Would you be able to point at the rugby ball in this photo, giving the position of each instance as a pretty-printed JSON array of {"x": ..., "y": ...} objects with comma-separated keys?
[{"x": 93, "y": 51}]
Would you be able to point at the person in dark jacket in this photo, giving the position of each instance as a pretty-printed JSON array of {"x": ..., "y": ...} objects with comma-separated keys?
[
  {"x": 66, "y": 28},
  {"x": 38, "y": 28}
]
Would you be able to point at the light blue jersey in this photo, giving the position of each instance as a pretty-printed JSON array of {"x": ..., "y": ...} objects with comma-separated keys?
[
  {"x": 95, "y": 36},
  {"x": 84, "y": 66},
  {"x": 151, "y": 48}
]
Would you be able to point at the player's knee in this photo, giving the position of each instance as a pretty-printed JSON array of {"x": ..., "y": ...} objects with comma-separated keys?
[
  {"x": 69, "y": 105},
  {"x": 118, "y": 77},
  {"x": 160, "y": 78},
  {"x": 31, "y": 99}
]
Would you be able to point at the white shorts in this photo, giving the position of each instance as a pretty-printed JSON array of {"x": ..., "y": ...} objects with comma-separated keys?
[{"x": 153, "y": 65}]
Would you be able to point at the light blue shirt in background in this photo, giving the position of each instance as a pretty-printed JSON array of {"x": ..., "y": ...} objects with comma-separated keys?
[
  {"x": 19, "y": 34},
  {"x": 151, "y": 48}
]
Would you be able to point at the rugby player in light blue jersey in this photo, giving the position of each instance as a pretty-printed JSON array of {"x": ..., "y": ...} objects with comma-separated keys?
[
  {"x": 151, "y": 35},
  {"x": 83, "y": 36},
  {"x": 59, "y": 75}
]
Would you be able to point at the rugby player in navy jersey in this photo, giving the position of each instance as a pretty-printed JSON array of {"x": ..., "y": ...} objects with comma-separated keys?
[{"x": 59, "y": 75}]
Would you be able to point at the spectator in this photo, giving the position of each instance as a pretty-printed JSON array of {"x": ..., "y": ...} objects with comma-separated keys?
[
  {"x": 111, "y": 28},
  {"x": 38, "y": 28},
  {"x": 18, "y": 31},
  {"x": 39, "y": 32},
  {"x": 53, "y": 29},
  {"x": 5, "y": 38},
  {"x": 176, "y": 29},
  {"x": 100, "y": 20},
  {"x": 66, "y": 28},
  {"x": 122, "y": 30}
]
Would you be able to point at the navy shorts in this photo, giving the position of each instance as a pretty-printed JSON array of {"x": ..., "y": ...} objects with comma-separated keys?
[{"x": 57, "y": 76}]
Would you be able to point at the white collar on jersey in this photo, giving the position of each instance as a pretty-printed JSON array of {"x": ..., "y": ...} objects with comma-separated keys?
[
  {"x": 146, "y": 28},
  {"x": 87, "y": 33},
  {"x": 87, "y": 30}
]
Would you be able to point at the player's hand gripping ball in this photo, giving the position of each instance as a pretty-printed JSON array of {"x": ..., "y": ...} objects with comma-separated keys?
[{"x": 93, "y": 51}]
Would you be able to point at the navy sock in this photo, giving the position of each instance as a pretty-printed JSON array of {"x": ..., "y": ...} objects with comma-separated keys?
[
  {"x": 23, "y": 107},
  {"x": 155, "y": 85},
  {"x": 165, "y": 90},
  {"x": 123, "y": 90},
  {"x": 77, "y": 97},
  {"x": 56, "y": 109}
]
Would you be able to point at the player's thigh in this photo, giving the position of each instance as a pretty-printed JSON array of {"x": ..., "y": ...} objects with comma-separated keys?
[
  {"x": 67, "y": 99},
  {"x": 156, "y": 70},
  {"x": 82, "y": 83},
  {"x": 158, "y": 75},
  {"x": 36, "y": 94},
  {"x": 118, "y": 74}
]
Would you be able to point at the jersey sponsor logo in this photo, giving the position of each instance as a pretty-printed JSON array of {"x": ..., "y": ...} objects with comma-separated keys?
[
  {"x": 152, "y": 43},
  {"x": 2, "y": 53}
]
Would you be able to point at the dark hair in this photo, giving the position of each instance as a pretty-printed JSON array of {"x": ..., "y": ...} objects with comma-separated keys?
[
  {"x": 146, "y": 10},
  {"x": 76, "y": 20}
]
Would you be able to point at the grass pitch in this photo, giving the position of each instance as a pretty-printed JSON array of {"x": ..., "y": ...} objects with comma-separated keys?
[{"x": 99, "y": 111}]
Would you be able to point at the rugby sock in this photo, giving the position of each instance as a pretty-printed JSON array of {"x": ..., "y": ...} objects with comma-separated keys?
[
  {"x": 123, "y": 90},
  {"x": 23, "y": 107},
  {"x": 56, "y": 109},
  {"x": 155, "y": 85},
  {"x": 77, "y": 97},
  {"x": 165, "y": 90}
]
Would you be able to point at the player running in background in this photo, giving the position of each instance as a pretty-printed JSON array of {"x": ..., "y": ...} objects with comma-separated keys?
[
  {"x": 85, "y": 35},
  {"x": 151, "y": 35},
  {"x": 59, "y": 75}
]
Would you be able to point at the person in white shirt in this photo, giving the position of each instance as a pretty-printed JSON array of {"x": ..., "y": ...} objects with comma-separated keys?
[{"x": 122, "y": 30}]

******

### [JOB]
Print the material once more, exactly.

### [CORRECT RESPONSE]
Would you be able to point at the rugby ball in this photo, giving the position of each instance as a pretty-printed JSON array of {"x": ..., "y": ...} objects with comma-separated keys?
[{"x": 93, "y": 51}]
Would you be able to point at the person in dark jacket in this photo, giving the position of each instance as a pretty-printed JSON array of {"x": ..., "y": ...} objects with comma-separated keys?
[
  {"x": 66, "y": 28},
  {"x": 38, "y": 28}
]
Would you be able to point at the light blue jersey in this photo, giving the position of each instance as a pretty-printed JSON array of {"x": ..., "y": ...} objects with comma-separated keys?
[
  {"x": 95, "y": 36},
  {"x": 84, "y": 66},
  {"x": 151, "y": 48}
]
Would you be able to point at the player's knee in this photo, giving the position of each instance as a pretty-printed JSON array of {"x": ..., "y": ...} objects with comma-separated keys?
[
  {"x": 69, "y": 105},
  {"x": 118, "y": 77},
  {"x": 160, "y": 78},
  {"x": 31, "y": 99}
]
Would you be able to point at the white shorts in this photo, giving the position of each instance as a pretty-printed JSON array of {"x": ..., "y": ...} objects with comma-separated keys?
[{"x": 153, "y": 65}]
Would you be able to point at the light blue shirt in background in this photo, giving the position of each instance as a pretty-printed JSON array of {"x": ..., "y": ...} objects with comma-separated keys?
[
  {"x": 19, "y": 34},
  {"x": 151, "y": 48}
]
Would you be able to point at the rugby player in light blue jersey in this photo, giving the position of each instance as a pretty-printed JSON array of {"x": ..., "y": ...} objects with comma-separated keys?
[
  {"x": 151, "y": 35},
  {"x": 83, "y": 36},
  {"x": 59, "y": 75}
]
Would you be able to point at the rugby player in navy jersey in this photo, giving the position of each instance as a pretty-printed JSON array of {"x": ..., "y": ...} objects with comma-separated keys?
[{"x": 59, "y": 75}]
Would you be able to point at the spectator in this photo, giving the position of each instance as a pretty-printed JSON array of {"x": ..., "y": ...} objects with comma-separated keys?
[
  {"x": 111, "y": 28},
  {"x": 38, "y": 28},
  {"x": 18, "y": 31},
  {"x": 39, "y": 32},
  {"x": 53, "y": 29},
  {"x": 5, "y": 38},
  {"x": 176, "y": 29},
  {"x": 100, "y": 20},
  {"x": 66, "y": 28},
  {"x": 122, "y": 30}
]
Would you be able to point at the navy shorts in this photo, giving the position of each instance as a pretty-printed JSON array of {"x": ..., "y": ...} objects with comma-separated keys?
[{"x": 57, "y": 76}]
Would you be able to point at the white collar on jersey in this photo, giving the position of each instance as a pretty-printed JSON array of {"x": ..., "y": ...} objects with comma-separated keys?
[
  {"x": 146, "y": 28},
  {"x": 87, "y": 33},
  {"x": 87, "y": 30}
]
Would you be able to point at the player's hand gripping ball in this photo, giving the position of each instance as a pretty-printed JSON array of {"x": ..., "y": ...} objects with comma-separated keys?
[{"x": 93, "y": 51}]
Would you be able to point at the navy sock in this photo, giving the position of each instance as a pretty-printed JSON array of {"x": ..., "y": ...} objects with comma-separated keys?
[
  {"x": 23, "y": 107},
  {"x": 155, "y": 85},
  {"x": 165, "y": 90},
  {"x": 123, "y": 90},
  {"x": 77, "y": 97},
  {"x": 56, "y": 109}
]
Would you be able to point at the player's thigh in this photo, giving the position of each instance as a pretty-printed JSON array of {"x": ..., "y": ...} objects with comma-separated keys?
[
  {"x": 67, "y": 99},
  {"x": 156, "y": 70},
  {"x": 82, "y": 83},
  {"x": 158, "y": 75},
  {"x": 36, "y": 94},
  {"x": 118, "y": 74}
]
Would you be able to point at the jersey sponsor logo in this photo, giving the position of each instance as a pretty-printed JSON array of {"x": ..., "y": ...} objects with comma-separated keys?
[
  {"x": 152, "y": 43},
  {"x": 2, "y": 53}
]
Would you be able to point at the dark hair in this photo, giving the position of each instance as a pretty-printed JSON array of {"x": ..., "y": ...} objects with comma-separated keys?
[
  {"x": 146, "y": 10},
  {"x": 76, "y": 20}
]
Would you be able to point at the grass pitch in this photo, giving the position of each instance as a pretty-printed JSON array of {"x": ..., "y": ...} objects with comma-separated keys?
[{"x": 99, "y": 111}]
Would you be able to point at the rugby sock in this photo, giving the position of each instance as a pretty-printed JSON array of {"x": ..., "y": ...} objects with comma-separated keys?
[
  {"x": 123, "y": 90},
  {"x": 23, "y": 107},
  {"x": 56, "y": 109},
  {"x": 155, "y": 85},
  {"x": 77, "y": 97},
  {"x": 165, "y": 90}
]
Would you be able to point at the player running in background in this photo, giving the position of each instance as a pretty-printed JSON array of {"x": ..., "y": ...} objects with comma-separated keys?
[
  {"x": 85, "y": 35},
  {"x": 151, "y": 35},
  {"x": 59, "y": 75}
]
Would you be able to point at the person in white shirt in this photo, giving the position of each instance as a pretty-printed JSON array of {"x": ..., "y": ...} objects with comma-separated keys?
[{"x": 122, "y": 30}]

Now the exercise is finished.